━━ Given records

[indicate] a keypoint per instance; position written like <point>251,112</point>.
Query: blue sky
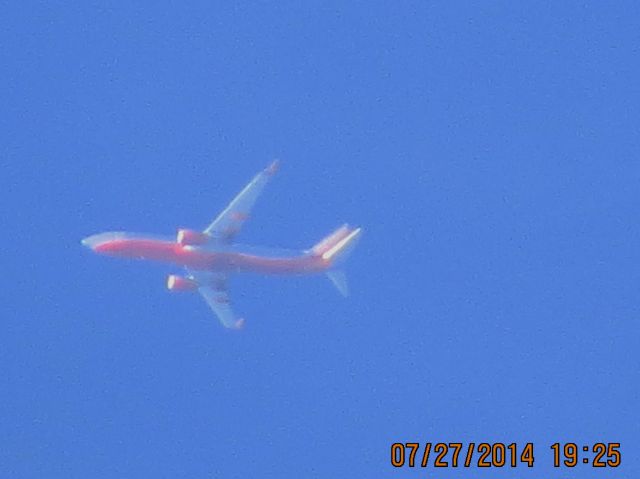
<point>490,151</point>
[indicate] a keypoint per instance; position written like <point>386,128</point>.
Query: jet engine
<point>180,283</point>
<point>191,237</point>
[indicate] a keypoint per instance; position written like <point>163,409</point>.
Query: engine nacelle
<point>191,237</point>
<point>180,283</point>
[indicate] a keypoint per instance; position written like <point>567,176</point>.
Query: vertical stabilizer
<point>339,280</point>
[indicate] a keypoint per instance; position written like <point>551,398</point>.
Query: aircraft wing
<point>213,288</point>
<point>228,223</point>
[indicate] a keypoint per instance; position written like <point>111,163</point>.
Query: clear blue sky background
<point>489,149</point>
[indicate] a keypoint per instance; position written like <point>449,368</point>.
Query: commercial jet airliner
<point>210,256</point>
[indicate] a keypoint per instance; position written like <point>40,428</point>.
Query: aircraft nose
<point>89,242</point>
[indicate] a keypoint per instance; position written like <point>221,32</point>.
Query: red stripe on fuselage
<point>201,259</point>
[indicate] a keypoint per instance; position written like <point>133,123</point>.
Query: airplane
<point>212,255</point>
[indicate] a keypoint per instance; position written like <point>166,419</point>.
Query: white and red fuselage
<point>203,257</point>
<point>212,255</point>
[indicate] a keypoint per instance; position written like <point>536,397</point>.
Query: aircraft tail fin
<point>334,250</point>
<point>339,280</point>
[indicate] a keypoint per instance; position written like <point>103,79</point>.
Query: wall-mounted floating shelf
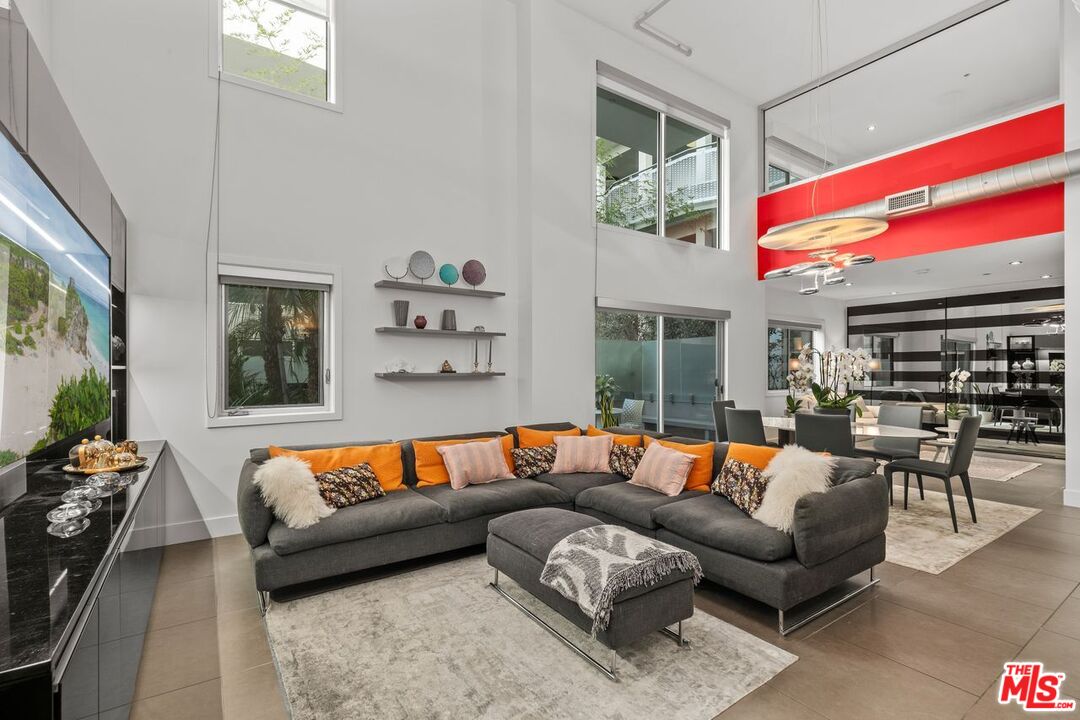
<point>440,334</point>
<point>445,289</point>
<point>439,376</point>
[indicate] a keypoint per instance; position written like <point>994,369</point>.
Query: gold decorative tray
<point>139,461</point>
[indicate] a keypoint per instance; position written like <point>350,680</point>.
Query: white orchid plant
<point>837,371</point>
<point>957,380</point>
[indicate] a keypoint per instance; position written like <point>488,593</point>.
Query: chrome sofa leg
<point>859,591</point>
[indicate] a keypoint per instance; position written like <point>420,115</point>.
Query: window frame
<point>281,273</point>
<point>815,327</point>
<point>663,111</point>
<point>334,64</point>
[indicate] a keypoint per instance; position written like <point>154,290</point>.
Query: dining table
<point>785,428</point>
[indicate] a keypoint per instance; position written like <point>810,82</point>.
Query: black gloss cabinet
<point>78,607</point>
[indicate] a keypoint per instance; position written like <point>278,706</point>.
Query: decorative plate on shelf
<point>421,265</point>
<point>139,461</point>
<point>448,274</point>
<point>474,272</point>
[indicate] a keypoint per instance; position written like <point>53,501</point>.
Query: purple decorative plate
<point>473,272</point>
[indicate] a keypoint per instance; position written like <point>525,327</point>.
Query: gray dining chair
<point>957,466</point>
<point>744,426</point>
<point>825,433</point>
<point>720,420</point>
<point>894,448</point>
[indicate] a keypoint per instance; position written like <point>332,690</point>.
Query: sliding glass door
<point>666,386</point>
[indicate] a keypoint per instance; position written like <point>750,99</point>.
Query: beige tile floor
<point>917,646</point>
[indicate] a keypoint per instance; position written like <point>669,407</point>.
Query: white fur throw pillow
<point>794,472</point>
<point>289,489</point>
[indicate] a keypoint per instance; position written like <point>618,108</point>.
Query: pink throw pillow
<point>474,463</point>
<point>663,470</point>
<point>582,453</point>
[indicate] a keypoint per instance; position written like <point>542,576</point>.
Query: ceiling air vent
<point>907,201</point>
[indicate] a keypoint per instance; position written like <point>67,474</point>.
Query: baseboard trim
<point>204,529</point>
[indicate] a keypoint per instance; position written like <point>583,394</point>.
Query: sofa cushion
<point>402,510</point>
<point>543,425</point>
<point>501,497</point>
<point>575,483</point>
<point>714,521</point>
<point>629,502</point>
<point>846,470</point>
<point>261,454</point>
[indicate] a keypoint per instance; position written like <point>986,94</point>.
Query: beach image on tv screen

━━━━

## [What is asked]
Copy all of the records above word for word, leaving out the pictures.

## [Response to the task]
[indicate] a keypoint per instance; position written like <point>251,112</point>.
Query: blue sky
<point>490,151</point>
[indicate] a keypoint per instance; position written like <point>386,128</point>.
Query: jet engine
<point>180,283</point>
<point>191,237</point>
[indicate] a keypoint per instance; position written like <point>163,409</point>.
Query: engine nacelle
<point>191,237</point>
<point>180,283</point>
[indicate] a keypoint per instance; position written like <point>567,176</point>.
Query: vertical stabilizer
<point>339,280</point>
[indicate] a keypoint per instance; position written like <point>551,398</point>.
Query: aircraft wing
<point>213,288</point>
<point>228,223</point>
[indicate] a keypoint per instance; position written like <point>111,163</point>.
Query: clear blue sky background
<point>489,149</point>
[indicate] a keypoint per instance; position written like <point>449,368</point>.
Query: commercial jet airliner
<point>210,256</point>
[indicate] a keypoint per instance; position written like <point>40,428</point>.
Query: aircraft nose
<point>89,242</point>
[indicate] a keypoint per instance; position written like <point>221,32</point>.
Query: red stripe on fuselage
<point>201,259</point>
[indicate] a keypoint per instance; position written like <point>133,123</point>.
Query: airplane
<point>212,255</point>
[indicate] a keypoint per instance; position written like <point>166,419</point>.
Query: white and red fuselage
<point>203,257</point>
<point>212,255</point>
[indicate] a keypoint per instance; position written like <point>536,397</point>.
Query: aircraft tail fin
<point>334,250</point>
<point>339,280</point>
[indicate] a keypoint per instance; position written like <point>103,79</point>.
Query: wall-mounted floating shelf
<point>440,334</point>
<point>445,289</point>
<point>439,376</point>
[indicate] a keypoint per instance; position written like <point>994,369</point>.
Query: gold decorative tray
<point>139,461</point>
[indicate] a keypoint per instance; position written like <point>350,680</point>.
Query: white orchid plant
<point>837,371</point>
<point>957,380</point>
[indicate] a keypoint per instance; position written like <point>488,593</point>.
Query: chrome sofa leg
<point>859,591</point>
[indicate] a keypoint per instance; position written like <point>420,115</point>.
Query: window frame
<point>281,273</point>
<point>815,327</point>
<point>663,111</point>
<point>334,64</point>
[indicate] a keypoint per instance; position written like <point>154,290</point>.
Query: dining table
<point>785,428</point>
[indicate] a keypoint per instance; position written like <point>810,82</point>.
Query: black gloss cabinet
<point>78,607</point>
[indicate] a keypoint per instance; position written like <point>278,706</point>.
Query: decorative plate on shelf
<point>421,265</point>
<point>139,461</point>
<point>448,274</point>
<point>474,272</point>
[indicate] a keypoint per instance; position written like <point>53,501</point>.
Query: purple decorative plate
<point>473,272</point>
[indicate] a keypoint per instance; position written like <point>525,327</point>.
Query: gray dining chair
<point>957,466</point>
<point>744,426</point>
<point>825,433</point>
<point>720,420</point>
<point>894,448</point>
[indicate] a keypoint per instance; position written like <point>332,690</point>.
Query: sliding glass door
<point>666,386</point>
[indicate] a keypoint per instance; position written like <point>750,99</point>.
Query: beige tile floor
<point>917,646</point>
[indicate] a keypoint per instance; position written like <point>669,407</point>.
Query: white fur throw pillow
<point>794,472</point>
<point>289,489</point>
[indicate] a keypoint per instance; position written like <point>618,108</point>.
Query: pink throw pillow
<point>474,463</point>
<point>663,470</point>
<point>582,453</point>
[indicate] a keypoint per instance; position written like <point>542,576</point>.
Query: ceiling air vent
<point>907,201</point>
[indicate] a keypoint per instance; position written like <point>67,474</point>.
Query: baseboard trim
<point>204,529</point>
[indicate] a keypoint per instance; position written like <point>583,394</point>.
Query: sofa cushion
<point>402,510</point>
<point>543,425</point>
<point>501,497</point>
<point>575,483</point>
<point>714,521</point>
<point>629,502</point>
<point>846,470</point>
<point>261,454</point>
[indicate] a keypoint per instance; position written like <point>986,94</point>.
Query: beach image on tv screen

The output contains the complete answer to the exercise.